**Requisitos de tareas:**
- A) Según el fragmento citado sobre la película de Cameron, ¿de qué cuento de Poul Anderson deriva una de las ideas básicas de la anécdota?
- B) Prosigue el fragmento citado sobre la película de Cameron a partir de su última oración.

Quien tenga familiaridad con esos esquemas anecdóticos va a prever unos dos tercios de los principales acontecimientos de la película a partir del primer encuentro entre Jake y Neytiri. En términos menos masivos, una de las ideas básicas de la anécdota (el de un parapléjico psiónicamente conectado a un cuerpo ajeno a través del cual puede tener vivencias inviables en su cuerpo lisiado, y con el cual explora un ecosistema extraterrestre) deriva del cuento “Call Me Joe” (1957) de Poul Anderson. La idea de un hombre occidental que de noche sueña que es un indígena y de a poco empieza a cambiar la vida soñada por la vida real puede remitir al conocido cuento de Cortázar “La isla a mediodía”. La película también incorpora la noción de un ecosistema que constituye una especie de suprainteligencia que resulta en una mezcla de panteísmo y animismo con una base cientificista (la hipótesis de Gaia de Lovelock, una sugerencia pronto incorporada a la serie Fundación y a la novela Némesis de Asimov). Cameron se sirvió de algunos puntos de apoyo adicionales para crear una comunicación fluida y fácil: la presencia de Sigourney Weaver como una científica experta en exobiología se alimenta de la serie Alien, y hay un bicho volador con aspecto de pterodáctilo y al que le dicen “toruk”, guiñada a un recordado episodio de Jonny Quest. Los detalles de ojos que se abren en sincronía con un sonido orquestal puntual son un préstamo de Lost. El visual deslumbrante es uno de los motivos por los cuales esas reiteraciones pueden ser perdonables aun por el espectador experiente y exigente.

**Entradas extraídas:**
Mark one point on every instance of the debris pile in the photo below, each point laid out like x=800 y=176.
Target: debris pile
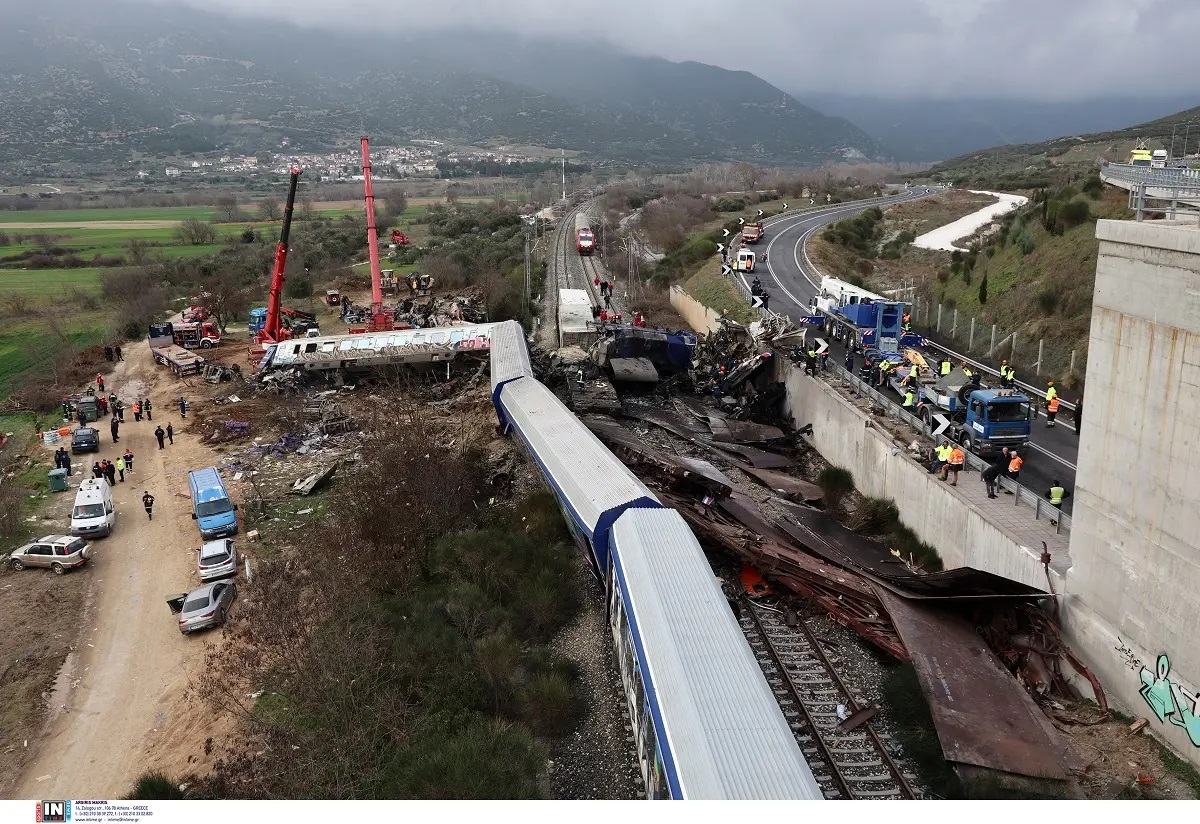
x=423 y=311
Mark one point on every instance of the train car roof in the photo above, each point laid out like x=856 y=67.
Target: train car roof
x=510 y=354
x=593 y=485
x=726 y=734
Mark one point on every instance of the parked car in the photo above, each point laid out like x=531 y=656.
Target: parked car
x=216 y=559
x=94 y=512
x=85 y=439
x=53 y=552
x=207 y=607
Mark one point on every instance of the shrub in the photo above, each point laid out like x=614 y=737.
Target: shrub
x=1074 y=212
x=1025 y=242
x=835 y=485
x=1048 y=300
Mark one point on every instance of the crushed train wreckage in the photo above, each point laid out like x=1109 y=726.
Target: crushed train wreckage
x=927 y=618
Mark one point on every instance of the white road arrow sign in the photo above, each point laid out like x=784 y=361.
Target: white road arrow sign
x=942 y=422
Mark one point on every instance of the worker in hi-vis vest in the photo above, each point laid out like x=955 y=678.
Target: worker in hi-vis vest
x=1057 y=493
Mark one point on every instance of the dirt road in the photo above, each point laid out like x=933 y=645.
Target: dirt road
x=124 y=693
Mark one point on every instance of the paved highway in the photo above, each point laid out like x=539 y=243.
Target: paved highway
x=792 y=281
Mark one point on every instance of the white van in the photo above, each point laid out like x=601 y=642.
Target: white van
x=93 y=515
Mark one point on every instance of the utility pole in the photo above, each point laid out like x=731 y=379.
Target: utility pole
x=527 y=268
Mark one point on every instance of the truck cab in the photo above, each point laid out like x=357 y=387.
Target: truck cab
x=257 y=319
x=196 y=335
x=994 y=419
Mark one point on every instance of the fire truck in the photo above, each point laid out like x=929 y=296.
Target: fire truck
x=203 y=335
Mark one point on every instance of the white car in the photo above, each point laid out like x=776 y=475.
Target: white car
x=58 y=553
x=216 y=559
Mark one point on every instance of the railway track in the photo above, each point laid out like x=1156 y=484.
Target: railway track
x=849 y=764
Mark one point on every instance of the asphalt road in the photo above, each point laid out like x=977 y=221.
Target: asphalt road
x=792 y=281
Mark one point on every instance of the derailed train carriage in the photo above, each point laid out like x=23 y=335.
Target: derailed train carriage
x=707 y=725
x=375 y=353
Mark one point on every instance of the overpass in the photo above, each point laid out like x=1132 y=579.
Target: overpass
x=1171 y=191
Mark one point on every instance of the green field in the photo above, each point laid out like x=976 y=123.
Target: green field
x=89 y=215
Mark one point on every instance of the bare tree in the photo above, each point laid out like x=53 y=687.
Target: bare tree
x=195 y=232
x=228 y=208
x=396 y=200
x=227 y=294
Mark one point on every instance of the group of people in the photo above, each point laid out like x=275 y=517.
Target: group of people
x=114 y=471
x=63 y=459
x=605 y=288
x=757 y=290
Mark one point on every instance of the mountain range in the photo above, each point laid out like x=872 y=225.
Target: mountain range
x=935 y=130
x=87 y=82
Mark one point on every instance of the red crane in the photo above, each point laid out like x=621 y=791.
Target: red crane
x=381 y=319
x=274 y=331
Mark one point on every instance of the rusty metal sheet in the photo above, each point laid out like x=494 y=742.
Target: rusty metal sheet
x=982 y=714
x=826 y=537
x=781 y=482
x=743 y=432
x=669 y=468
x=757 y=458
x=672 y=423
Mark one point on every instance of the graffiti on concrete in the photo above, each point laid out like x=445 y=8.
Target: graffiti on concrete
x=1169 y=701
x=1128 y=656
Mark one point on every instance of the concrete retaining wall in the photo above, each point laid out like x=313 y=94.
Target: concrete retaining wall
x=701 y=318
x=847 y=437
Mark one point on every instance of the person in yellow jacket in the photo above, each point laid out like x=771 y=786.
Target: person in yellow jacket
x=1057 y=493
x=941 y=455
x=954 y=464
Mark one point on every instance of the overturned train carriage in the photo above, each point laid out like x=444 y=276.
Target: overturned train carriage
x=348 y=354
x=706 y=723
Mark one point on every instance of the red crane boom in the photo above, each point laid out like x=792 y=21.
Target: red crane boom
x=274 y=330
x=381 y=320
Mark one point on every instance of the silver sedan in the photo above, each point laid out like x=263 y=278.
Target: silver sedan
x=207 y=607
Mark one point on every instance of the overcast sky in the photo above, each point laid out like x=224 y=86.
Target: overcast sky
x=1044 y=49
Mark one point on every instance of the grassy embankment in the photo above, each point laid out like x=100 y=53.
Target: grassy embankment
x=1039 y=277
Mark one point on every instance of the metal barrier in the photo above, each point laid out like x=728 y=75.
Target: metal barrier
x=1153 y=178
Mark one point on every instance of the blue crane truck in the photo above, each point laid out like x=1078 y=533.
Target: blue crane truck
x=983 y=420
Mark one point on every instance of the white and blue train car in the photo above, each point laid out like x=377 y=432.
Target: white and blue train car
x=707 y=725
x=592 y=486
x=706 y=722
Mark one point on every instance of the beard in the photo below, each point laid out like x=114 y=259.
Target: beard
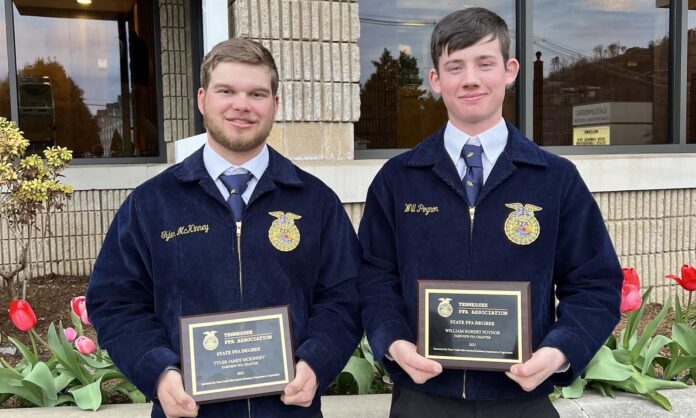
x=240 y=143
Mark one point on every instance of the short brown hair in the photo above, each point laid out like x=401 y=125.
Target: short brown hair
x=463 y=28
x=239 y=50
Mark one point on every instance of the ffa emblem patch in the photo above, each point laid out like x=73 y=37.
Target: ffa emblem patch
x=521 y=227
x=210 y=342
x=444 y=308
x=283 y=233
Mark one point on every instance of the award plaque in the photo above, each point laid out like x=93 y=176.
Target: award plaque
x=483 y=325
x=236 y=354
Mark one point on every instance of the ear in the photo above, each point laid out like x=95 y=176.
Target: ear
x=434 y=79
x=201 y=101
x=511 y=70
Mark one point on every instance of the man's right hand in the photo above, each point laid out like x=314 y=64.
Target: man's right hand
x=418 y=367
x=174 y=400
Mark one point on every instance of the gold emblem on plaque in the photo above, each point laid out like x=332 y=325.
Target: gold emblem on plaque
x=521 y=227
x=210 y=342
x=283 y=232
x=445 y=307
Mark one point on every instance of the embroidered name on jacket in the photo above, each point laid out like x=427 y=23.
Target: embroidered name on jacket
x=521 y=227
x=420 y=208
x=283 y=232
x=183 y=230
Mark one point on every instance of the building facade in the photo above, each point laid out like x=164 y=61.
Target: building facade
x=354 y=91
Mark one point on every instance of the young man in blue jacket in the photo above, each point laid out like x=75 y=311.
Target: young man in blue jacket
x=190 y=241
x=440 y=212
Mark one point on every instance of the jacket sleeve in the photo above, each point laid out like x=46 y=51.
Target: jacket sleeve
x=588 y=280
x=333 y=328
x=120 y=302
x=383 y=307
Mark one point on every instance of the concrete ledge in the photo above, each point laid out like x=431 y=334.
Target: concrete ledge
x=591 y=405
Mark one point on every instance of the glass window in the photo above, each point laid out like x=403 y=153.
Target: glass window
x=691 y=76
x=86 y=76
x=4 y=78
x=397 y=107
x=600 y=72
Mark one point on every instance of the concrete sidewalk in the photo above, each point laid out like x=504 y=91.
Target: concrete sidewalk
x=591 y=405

**Respuestas por tarea:**
- A) Del cuento "Call Me Joe", de 1957.

- B)
El otro motivo es una realización que, como siempre en Cameron, es clásicamente redondita: los personajes, aunque no son gente especialmente compleja, merecen bastante atención; la película contiene mucha acción, pero el desarrollo es suficientemente detenido como para generar un envolvimiento significativo entre espectadores, los personajes y las causas que ellos representan; el guión está cosido en forma ejemplar (con el procedimiento de que los elementos son debidamente “plantados” pero siempre en forma aparentemente casual, cumpliendo alguna otra función: por ejemplo, en el momento en que Neytiri enseña a Jake su técnica para tirarse de lo alto del árbol gigante eso es usado como un ejemplo de su pedagogía radical, pero mucho después eso va a ser usado para salvarle la vida a Jake durante el showdown).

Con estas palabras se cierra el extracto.